#### Excerpted text

South Africa's foreign minister Nkosazana Dlamini-Zuma said in a statement: "One of the greatest songstresses of our time has ceased to sing. Throughout her life, Mama Makeba communicated a positive message to the world about the struggle of the people of South Africa and the certainty of victory over the dark forces of apartheid and colonialism through the art of song."

Makeba's body is being flown back to South Africa for a funeral and burial in Johannesburg.

Makeba's career soared in America and Europe until 1968 when she married the black activist Stokeley Carmichael, "Honorary Prime Minister" of the Black Panther Party. She was in immediate trouble with the FBI and all her American concerts and recording contracts were cancelled.

The couple moved to the West African state of Guinea-Conakry, ruled by a dictator, Ahmed Sékou Touré, who imprisoned political opponents in camps, such as the notorious Camp Boiro National Guard Barracks, and drove tens of thousands of dissidents into exile. Carmichael took the name Kwame Touré. Makeba was given the resources to develop a distinctive West African style of music while representing her new country at the United Nations.

########

Goals:
**1.** In the text about Makeba, what name did Carmichael take after the couple moved to Guinea-Conakry?
**2.** Continue the text about Makeba from the point where it stops.

#### Data listing

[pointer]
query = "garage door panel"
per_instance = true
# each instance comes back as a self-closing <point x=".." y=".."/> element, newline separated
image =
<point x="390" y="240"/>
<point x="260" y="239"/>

########

Replies:
**1.** Kwame Touré.

**2.**
During this period in Sékou Touré's state, Makeba virtually disappeared from international view. But after her divorce from Carmichael and the death of her only child, her daughter Bongi, in 1985 she settled in Brussels and began performing to international audiences again. She remained popular, but the sheer sweetness of her young voice was gone.

Makeba's publicist Mark Lechat said the singer had suffered from severe arthritis and had been unwell for some time, appearing at concerts with the aid of a stick. She was married four times. One of her husbands was the trumpeter Hugh Masekela.